(Stored data)
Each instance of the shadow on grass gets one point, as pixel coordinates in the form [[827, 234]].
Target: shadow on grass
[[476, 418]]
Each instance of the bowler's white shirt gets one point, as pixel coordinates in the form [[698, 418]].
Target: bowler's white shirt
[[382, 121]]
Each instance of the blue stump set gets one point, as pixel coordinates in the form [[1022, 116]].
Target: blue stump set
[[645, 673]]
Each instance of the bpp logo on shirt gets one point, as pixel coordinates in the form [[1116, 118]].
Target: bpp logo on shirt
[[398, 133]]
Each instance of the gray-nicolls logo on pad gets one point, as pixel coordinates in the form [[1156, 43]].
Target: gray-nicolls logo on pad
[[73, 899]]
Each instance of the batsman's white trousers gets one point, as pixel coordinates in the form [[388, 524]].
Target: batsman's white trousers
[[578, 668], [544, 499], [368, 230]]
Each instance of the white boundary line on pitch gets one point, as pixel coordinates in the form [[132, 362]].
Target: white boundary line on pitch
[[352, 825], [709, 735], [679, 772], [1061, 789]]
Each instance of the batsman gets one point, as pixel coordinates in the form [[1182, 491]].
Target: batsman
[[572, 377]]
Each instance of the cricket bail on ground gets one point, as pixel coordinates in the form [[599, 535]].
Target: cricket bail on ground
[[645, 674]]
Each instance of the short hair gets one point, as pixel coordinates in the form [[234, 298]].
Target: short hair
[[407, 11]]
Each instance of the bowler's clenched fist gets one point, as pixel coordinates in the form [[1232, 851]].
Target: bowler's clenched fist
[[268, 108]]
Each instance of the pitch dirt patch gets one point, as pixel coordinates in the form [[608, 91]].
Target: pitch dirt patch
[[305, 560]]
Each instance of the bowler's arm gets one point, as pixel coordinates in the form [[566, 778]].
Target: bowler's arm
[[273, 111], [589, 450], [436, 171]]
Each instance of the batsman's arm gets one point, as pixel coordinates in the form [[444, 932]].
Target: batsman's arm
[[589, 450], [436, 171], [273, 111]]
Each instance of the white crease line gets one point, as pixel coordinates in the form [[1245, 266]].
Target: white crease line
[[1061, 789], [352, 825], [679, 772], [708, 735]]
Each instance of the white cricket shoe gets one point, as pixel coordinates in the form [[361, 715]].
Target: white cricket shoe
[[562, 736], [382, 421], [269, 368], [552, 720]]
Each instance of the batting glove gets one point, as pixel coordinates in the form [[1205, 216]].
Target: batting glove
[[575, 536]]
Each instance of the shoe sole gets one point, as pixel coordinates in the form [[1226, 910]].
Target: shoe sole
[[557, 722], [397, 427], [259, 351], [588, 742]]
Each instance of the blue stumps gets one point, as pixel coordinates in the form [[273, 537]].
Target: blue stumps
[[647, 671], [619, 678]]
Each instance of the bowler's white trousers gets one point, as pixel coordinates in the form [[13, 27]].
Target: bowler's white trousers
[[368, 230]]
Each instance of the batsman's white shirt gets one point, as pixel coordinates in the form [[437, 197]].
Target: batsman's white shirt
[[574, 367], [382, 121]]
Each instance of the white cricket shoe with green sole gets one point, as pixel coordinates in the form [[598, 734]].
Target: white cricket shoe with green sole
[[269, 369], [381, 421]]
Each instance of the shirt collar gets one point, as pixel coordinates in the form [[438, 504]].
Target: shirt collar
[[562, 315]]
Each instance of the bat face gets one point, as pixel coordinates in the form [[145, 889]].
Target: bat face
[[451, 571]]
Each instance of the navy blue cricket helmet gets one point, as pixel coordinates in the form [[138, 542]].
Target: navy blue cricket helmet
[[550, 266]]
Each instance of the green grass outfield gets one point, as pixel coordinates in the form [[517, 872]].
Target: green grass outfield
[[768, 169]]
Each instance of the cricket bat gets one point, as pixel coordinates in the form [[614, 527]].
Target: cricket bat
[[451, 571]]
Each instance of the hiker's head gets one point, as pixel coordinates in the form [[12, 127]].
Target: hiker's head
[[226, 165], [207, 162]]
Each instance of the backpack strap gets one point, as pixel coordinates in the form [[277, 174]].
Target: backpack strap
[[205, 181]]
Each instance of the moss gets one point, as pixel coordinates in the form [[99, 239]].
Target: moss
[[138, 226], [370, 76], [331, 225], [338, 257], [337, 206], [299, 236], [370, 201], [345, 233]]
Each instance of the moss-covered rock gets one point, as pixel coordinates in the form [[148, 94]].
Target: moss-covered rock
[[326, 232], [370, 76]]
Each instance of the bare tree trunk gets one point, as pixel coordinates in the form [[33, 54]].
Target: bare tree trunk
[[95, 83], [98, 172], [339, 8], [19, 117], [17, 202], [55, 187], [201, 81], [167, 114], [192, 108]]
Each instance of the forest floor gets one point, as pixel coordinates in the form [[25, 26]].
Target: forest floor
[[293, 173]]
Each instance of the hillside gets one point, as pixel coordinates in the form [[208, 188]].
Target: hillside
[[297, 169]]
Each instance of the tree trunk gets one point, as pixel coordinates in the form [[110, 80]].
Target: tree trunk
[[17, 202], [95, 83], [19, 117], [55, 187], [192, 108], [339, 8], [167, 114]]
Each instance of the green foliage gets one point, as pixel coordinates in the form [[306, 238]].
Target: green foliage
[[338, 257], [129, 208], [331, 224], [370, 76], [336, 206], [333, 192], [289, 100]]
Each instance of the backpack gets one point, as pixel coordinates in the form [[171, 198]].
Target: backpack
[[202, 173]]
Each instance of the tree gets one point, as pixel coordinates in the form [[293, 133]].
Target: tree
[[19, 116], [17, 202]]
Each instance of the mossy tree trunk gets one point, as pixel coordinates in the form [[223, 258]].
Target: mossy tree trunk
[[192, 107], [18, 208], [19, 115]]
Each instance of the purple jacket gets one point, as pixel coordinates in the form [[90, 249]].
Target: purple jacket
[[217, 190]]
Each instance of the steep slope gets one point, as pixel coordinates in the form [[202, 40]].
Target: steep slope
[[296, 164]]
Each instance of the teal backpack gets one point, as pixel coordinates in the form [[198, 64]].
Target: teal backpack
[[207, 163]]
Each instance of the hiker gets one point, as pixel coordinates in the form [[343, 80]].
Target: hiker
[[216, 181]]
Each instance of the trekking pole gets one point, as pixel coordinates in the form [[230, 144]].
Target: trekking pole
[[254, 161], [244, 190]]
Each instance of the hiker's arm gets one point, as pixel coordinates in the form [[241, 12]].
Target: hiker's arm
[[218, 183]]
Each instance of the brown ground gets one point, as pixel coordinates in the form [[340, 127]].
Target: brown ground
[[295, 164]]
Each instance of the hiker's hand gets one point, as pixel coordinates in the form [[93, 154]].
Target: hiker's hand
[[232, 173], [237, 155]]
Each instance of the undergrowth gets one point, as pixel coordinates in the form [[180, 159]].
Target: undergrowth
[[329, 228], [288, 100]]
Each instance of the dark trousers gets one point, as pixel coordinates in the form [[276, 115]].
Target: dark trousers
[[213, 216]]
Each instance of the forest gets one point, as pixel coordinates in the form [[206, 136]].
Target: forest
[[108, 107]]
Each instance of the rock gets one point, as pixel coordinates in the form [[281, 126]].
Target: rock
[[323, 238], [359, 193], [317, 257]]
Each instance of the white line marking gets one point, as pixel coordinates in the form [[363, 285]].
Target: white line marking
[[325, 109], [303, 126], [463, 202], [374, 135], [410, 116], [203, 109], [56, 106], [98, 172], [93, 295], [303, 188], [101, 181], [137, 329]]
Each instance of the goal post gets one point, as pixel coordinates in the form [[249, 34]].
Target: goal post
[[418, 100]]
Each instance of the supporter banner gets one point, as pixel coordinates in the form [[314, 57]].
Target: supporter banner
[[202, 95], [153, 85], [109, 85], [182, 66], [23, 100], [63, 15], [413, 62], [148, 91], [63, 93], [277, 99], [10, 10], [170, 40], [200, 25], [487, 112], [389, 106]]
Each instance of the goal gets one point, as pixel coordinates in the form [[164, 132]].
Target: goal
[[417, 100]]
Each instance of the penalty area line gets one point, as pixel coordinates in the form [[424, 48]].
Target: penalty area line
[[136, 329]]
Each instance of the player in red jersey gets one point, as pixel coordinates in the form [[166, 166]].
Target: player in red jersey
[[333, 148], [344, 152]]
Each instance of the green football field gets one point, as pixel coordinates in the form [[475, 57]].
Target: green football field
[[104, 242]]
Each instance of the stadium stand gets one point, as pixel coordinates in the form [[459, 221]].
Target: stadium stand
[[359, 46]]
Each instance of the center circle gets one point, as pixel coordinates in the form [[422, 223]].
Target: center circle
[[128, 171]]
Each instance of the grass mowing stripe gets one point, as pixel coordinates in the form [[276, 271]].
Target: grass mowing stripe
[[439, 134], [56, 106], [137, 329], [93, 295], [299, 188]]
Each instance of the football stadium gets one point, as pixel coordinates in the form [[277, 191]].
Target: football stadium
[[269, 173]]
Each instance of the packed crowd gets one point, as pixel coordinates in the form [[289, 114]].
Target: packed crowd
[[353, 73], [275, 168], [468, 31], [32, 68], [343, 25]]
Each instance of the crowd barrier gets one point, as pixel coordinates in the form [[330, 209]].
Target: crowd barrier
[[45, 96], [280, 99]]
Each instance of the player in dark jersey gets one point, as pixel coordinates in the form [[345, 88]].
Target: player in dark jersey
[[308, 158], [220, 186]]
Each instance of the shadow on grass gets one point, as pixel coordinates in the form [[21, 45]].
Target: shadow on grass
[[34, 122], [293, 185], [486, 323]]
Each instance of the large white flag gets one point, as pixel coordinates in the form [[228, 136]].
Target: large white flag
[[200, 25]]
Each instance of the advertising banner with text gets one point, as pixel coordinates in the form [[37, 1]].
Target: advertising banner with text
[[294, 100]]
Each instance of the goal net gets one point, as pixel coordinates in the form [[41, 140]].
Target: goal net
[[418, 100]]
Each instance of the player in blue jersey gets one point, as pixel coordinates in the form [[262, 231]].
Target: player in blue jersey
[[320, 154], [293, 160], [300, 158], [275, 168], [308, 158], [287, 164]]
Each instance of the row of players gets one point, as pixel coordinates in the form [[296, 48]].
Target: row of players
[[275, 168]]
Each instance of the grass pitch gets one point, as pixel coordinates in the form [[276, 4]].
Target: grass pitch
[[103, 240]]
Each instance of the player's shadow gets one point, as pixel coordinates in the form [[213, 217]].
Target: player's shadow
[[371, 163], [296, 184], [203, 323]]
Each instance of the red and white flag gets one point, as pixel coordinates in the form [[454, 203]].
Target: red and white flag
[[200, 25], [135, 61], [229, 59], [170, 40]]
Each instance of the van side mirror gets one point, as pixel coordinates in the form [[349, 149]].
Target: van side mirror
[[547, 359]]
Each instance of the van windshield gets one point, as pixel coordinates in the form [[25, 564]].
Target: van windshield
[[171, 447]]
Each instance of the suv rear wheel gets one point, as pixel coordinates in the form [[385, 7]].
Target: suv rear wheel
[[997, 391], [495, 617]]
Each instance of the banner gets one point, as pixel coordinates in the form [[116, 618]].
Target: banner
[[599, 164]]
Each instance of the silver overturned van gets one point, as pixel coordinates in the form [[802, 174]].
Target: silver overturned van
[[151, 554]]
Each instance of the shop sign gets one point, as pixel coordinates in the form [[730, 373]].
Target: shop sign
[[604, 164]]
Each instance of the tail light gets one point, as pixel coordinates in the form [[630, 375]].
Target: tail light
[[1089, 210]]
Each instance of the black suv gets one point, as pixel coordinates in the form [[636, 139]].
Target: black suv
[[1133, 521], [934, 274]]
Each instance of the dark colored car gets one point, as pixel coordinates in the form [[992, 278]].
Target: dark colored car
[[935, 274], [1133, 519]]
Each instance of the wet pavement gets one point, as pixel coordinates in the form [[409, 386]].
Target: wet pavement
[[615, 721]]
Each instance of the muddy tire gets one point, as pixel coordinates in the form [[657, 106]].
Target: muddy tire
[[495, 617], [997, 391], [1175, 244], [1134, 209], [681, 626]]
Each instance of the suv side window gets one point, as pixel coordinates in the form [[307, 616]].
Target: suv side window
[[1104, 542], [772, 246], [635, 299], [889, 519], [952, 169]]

WHAT THE TASK REQUIRES:
Could you rewrite everything from the line containing "Each instance of the cricket bail" down to the line containing "[[407, 11]]", requests included, and give only those lines? Multiply each point coordinate in the answers by 0.9 and round to whole numbers, halves going up.

SOLUTION TO THE PROBLEM:
Each instance of the cricket bail on ground gets one point, as pixel coordinates in the form [[599, 535]].
Target: cricket bail on ground
[[581, 607]]
Each instance of the short hair gets one point, as pixel coordinates in the form [[234, 298]].
Target: short hair
[[366, 10]]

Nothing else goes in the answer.